Source data:

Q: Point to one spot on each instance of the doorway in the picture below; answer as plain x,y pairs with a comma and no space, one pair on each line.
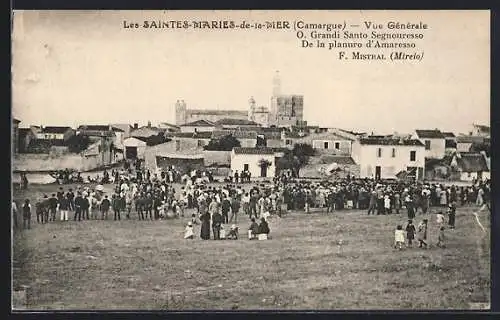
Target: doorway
378,171
131,152
263,171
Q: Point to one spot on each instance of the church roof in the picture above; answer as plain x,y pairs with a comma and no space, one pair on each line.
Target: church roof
199,123
217,112
236,122
429,134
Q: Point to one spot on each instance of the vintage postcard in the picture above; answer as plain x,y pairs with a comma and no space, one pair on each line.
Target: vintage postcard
251,160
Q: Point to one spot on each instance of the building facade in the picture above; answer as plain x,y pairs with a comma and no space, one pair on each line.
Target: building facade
260,162
55,133
384,158
434,143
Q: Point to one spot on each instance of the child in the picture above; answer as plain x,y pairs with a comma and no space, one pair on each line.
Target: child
253,230
222,233
233,233
188,232
178,210
387,204
422,234
441,238
440,219
161,210
451,215
410,232
27,214
399,237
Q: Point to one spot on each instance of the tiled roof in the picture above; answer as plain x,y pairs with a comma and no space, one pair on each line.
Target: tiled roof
55,129
23,132
472,162
429,134
94,127
482,128
470,139
192,135
217,112
344,160
221,133
390,142
199,123
245,134
267,151
450,144
236,122
124,126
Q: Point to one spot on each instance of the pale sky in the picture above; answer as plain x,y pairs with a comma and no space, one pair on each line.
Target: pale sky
83,67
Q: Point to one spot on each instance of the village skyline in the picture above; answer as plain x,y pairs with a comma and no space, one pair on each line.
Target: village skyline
67,73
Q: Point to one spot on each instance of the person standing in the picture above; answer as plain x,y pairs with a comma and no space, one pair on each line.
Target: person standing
27,214
410,233
116,206
451,215
226,206
148,203
217,221
372,206
85,207
235,208
105,205
63,208
205,224
14,213
422,234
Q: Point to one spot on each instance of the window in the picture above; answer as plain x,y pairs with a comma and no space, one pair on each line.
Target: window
427,144
413,155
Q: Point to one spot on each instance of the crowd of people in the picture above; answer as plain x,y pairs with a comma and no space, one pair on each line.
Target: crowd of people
168,194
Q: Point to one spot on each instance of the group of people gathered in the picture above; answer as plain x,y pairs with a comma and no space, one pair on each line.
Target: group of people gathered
159,196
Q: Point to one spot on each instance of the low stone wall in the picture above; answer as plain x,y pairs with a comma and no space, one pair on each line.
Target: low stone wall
50,162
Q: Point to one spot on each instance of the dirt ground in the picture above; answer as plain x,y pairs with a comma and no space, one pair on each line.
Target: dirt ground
343,260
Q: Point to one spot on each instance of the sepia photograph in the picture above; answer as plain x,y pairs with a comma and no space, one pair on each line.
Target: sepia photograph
250,160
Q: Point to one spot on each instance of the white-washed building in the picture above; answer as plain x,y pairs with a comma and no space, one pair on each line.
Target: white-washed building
384,158
434,143
260,162
198,126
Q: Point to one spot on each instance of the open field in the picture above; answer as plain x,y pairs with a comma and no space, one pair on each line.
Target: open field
147,265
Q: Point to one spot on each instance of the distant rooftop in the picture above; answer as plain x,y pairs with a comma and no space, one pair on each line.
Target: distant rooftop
54,129
390,141
429,134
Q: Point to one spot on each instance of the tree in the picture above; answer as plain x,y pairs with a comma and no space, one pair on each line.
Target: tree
224,143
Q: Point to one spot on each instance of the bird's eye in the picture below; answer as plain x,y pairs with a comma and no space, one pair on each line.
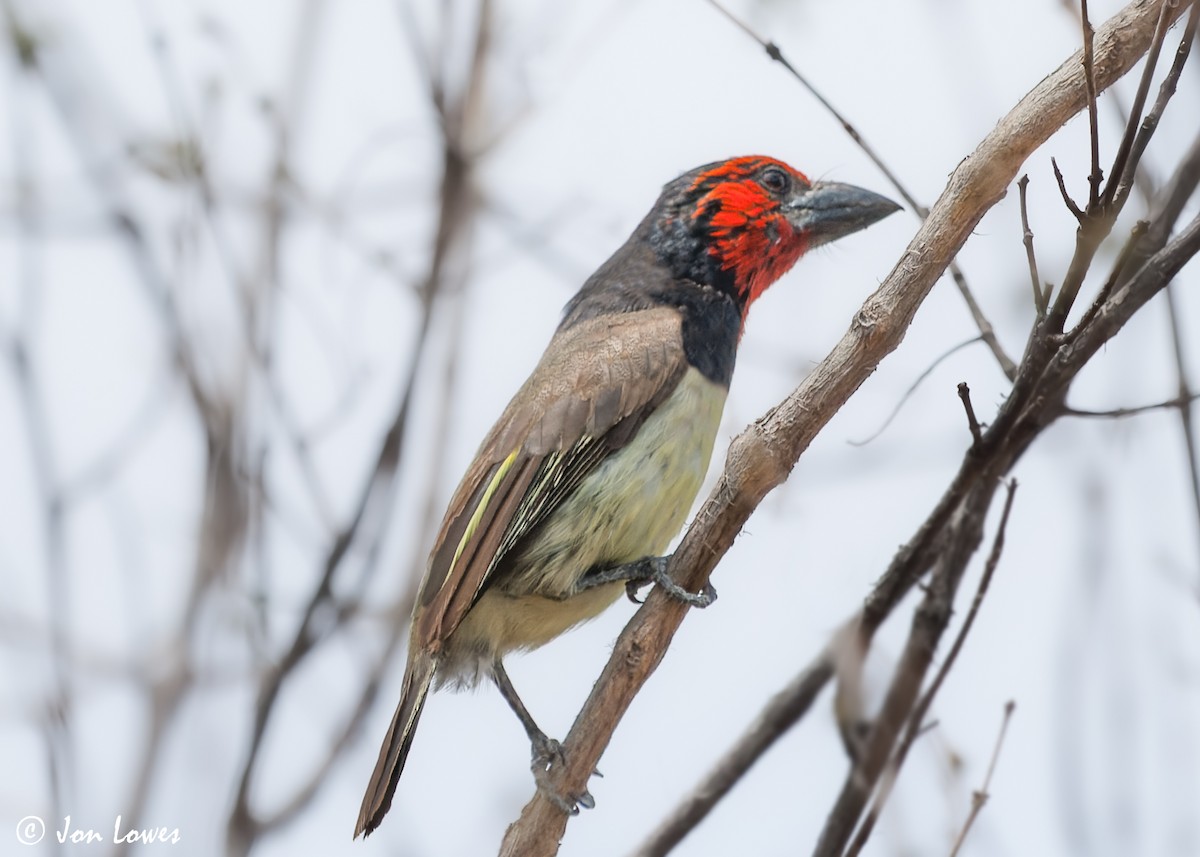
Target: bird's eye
775,180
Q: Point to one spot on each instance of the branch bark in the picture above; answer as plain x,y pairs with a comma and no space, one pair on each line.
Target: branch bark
762,456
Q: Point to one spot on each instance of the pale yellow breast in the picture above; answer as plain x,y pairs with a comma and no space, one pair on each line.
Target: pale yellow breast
631,507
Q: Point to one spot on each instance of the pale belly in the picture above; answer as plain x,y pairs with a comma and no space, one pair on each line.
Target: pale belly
631,507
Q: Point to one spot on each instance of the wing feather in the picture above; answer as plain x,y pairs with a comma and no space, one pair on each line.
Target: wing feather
593,389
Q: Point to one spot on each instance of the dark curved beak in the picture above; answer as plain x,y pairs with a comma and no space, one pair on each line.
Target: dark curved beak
828,210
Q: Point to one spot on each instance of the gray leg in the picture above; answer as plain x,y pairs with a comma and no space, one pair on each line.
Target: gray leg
648,570
545,750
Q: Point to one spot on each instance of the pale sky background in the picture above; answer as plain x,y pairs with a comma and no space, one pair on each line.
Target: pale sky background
1092,624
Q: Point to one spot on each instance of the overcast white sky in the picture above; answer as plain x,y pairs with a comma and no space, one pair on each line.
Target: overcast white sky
1092,625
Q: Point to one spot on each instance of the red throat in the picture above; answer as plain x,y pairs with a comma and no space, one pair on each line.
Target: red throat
748,234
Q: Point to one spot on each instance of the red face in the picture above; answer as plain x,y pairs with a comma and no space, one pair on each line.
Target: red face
742,207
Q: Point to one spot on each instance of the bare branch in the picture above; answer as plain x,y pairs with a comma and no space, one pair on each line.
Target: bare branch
761,457
972,423
917,718
1039,297
987,333
981,797
912,388
1096,177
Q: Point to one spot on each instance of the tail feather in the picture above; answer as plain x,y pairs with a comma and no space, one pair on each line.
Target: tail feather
394,751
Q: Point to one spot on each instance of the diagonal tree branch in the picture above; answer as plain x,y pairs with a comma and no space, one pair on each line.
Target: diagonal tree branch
762,456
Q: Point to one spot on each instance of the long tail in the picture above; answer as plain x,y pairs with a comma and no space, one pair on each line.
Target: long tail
394,751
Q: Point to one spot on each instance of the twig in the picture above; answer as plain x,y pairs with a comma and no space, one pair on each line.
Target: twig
1062,189
987,333
1093,132
784,711
1039,297
1119,413
972,423
912,388
1119,171
761,457
1126,179
981,797
916,720
1185,400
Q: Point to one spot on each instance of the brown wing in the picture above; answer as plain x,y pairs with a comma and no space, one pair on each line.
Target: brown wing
595,385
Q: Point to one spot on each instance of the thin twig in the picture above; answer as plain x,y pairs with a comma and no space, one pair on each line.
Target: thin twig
912,389
1185,400
981,797
1125,181
987,333
916,726
1062,189
1119,413
1119,171
761,457
1039,297
1093,132
972,423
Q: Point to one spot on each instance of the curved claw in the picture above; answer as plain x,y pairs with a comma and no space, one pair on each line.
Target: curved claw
702,599
547,753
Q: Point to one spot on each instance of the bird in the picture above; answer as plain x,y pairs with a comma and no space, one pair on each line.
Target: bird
592,468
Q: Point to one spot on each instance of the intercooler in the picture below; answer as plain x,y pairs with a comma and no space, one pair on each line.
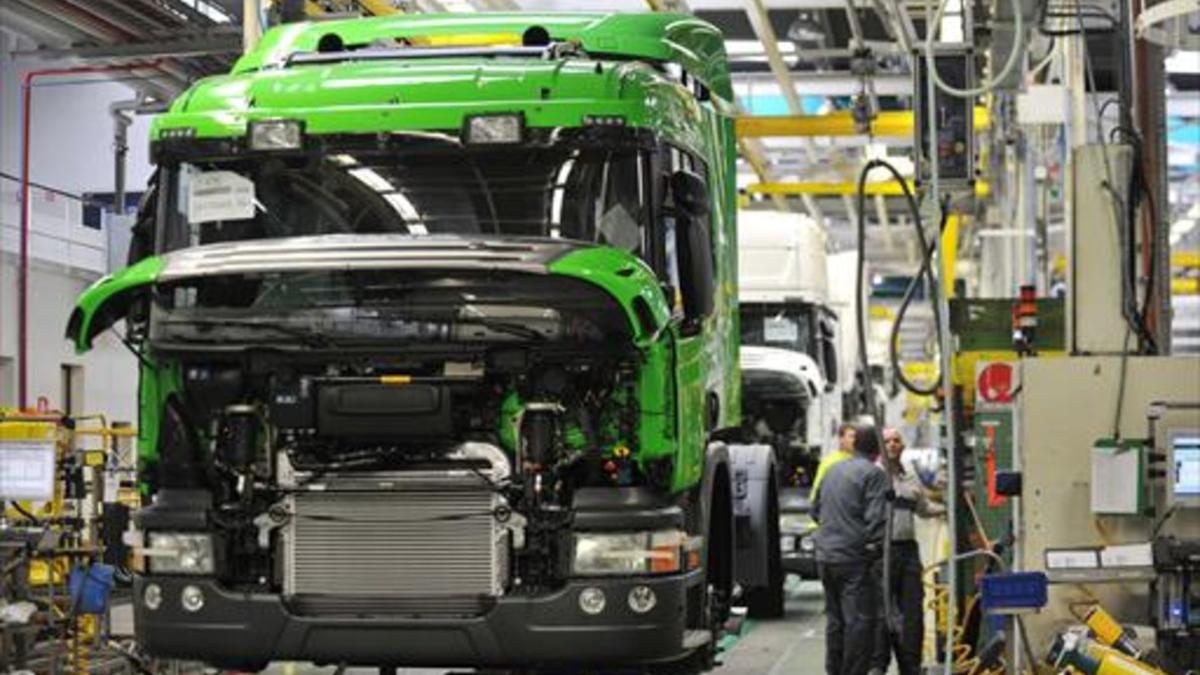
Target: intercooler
430,542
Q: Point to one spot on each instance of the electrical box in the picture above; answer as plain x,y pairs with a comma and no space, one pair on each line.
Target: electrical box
1097,324
1043,103
1119,477
954,118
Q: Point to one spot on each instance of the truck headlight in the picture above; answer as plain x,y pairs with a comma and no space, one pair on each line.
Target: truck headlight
604,554
180,553
795,523
276,135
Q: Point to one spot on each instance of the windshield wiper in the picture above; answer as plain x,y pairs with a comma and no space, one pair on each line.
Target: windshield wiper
306,336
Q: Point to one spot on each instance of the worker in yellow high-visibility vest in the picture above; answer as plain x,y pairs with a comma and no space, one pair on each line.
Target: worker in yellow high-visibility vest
845,451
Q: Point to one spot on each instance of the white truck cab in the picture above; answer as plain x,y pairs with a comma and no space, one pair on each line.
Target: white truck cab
795,371
791,345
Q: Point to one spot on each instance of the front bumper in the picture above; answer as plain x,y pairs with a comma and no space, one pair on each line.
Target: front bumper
238,628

WRITTEN REQUEST >> Every line from the one containing "Q: Point to one spot on each instance of the windshield" through the end of the entries above must be echoed exactly, with both ends kept.

CORRECT RESULT >>
Q: Point to one spot on each instance of the windshield wiper in the picture above; answer as plain x,y pairs with a comma and no space, one pair on each line.
Target: windshield wiper
306,336
Q: Point to one spot on each instance of the worker in yellow high-visibility vest in the picture above; answer as plain x,y pairs with a comma and no space, one pair on each line.
Target: worker in yellow high-visibility vest
845,451
Q: Point to one spot on each instance of the white truck cab in the picture above; answer as plain x,y pairs with a comma and no space, one pair on each line.
Target: white truck cab
795,371
791,345
Q: Point to one spot on each instance of the front bumper in the picture above; answer as plain x,y pairs with a comma and no space, one pair on each line.
Target: front bumper
238,628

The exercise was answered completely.